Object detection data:
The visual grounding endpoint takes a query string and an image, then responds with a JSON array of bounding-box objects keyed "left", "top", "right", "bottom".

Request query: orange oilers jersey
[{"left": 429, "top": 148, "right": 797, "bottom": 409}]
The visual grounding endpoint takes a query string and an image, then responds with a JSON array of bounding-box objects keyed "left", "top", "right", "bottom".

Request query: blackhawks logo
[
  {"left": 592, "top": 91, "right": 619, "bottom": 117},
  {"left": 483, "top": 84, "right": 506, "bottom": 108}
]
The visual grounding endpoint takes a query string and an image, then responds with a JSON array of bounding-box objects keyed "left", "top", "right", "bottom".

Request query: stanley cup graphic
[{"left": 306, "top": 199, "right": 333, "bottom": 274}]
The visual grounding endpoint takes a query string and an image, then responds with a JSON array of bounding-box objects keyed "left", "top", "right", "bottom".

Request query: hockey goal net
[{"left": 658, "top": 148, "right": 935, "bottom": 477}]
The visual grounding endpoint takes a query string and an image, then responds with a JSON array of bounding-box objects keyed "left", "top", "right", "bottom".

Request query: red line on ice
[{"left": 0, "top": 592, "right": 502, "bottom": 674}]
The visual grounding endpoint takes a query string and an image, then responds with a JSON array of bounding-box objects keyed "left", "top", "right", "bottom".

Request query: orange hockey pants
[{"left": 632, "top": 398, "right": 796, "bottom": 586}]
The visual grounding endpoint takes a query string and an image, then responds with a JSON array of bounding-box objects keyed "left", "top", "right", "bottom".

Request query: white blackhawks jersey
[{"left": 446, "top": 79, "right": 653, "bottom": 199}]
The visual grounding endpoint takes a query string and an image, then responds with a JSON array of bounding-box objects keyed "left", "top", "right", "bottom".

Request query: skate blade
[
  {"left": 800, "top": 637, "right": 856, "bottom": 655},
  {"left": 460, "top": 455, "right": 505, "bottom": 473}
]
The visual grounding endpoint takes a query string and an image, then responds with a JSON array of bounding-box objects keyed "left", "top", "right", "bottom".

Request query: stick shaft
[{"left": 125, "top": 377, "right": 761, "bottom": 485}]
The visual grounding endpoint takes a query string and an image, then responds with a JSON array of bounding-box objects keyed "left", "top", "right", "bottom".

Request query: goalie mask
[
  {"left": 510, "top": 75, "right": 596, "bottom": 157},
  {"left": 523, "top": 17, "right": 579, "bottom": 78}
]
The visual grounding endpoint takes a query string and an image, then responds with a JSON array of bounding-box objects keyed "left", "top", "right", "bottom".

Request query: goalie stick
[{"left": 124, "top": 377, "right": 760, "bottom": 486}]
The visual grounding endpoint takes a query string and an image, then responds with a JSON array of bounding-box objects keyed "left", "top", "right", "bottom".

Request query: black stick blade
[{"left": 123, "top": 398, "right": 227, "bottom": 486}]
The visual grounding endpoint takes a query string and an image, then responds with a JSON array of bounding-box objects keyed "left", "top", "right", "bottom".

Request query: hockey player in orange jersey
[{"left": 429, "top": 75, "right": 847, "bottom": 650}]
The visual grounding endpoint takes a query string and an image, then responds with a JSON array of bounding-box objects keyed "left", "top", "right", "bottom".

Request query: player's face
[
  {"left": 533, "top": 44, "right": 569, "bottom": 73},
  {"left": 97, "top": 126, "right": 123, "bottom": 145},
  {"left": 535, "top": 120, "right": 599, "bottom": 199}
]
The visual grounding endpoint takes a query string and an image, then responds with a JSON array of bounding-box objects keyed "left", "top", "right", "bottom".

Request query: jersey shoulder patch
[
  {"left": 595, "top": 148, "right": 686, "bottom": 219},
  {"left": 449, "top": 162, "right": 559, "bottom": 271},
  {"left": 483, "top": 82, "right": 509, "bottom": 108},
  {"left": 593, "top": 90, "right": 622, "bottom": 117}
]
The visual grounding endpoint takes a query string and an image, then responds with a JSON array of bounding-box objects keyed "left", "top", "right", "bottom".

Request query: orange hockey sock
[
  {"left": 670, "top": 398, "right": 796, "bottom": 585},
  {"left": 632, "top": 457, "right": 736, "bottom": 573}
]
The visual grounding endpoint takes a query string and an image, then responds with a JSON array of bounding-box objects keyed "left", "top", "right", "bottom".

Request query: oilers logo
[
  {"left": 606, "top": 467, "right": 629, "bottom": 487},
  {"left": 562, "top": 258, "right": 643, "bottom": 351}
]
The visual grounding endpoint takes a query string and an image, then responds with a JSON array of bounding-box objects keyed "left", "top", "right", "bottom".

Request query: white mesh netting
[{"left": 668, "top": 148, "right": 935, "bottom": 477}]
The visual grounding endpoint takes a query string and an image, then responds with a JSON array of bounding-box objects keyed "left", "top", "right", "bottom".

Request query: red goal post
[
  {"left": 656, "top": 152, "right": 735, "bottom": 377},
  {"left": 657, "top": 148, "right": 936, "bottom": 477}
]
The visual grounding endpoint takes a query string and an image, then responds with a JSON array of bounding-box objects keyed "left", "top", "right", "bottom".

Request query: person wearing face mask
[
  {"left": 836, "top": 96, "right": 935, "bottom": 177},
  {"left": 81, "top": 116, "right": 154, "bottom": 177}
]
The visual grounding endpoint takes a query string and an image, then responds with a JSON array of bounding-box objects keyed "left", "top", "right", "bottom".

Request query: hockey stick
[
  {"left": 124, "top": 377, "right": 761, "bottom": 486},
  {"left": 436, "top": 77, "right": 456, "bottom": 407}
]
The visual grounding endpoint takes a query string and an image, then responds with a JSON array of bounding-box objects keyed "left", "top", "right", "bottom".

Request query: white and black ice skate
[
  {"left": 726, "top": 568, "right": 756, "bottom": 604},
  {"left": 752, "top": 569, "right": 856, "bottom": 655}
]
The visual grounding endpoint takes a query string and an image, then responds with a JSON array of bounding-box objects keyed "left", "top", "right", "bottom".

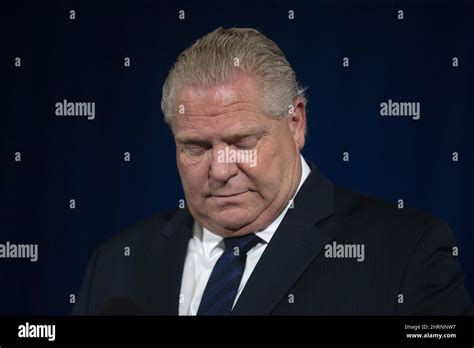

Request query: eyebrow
[{"left": 176, "top": 128, "right": 267, "bottom": 145}]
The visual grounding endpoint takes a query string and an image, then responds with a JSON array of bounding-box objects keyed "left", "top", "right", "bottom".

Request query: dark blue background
[{"left": 0, "top": 0, "right": 474, "bottom": 314}]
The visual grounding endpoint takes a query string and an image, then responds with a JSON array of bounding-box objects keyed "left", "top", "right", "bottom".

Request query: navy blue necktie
[{"left": 197, "top": 233, "right": 261, "bottom": 315}]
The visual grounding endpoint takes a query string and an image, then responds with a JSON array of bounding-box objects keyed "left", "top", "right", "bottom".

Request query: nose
[{"left": 209, "top": 146, "right": 239, "bottom": 183}]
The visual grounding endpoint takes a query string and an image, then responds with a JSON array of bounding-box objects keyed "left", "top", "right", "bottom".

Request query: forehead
[{"left": 173, "top": 77, "right": 268, "bottom": 137}]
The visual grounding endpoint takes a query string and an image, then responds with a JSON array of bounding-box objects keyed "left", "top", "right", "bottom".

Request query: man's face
[{"left": 172, "top": 76, "right": 306, "bottom": 237}]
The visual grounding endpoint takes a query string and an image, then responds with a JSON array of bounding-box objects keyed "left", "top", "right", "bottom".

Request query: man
[{"left": 74, "top": 28, "right": 472, "bottom": 315}]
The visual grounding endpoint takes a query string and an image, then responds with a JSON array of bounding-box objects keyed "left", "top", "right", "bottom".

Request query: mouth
[{"left": 211, "top": 191, "right": 248, "bottom": 198}]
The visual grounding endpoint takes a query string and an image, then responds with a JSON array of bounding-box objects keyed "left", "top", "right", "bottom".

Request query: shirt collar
[{"left": 194, "top": 154, "right": 311, "bottom": 257}]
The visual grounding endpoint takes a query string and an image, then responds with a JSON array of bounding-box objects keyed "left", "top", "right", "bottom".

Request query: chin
[{"left": 212, "top": 209, "right": 255, "bottom": 230}]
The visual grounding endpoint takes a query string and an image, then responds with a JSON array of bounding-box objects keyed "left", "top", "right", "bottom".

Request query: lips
[{"left": 211, "top": 191, "right": 248, "bottom": 198}]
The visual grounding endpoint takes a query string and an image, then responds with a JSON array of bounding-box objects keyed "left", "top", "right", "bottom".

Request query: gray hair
[{"left": 161, "top": 27, "right": 307, "bottom": 126}]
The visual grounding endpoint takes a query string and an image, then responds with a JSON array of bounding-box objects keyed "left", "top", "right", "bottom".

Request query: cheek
[{"left": 176, "top": 153, "right": 208, "bottom": 193}]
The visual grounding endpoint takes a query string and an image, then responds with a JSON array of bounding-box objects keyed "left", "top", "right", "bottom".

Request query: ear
[{"left": 288, "top": 99, "right": 306, "bottom": 150}]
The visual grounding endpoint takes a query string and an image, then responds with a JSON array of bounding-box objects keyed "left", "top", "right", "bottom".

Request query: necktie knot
[{"left": 224, "top": 233, "right": 261, "bottom": 254}]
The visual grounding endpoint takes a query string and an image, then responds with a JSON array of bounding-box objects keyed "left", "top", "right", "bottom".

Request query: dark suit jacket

→ WRITTEN EXERCISE: List every line of the entries above that contains the string "goalie", treating uppercase and lowercase as distinct.

→ ANSWER TO THE EXERCISE:
Request query: goalie mask
Request query: goalie stick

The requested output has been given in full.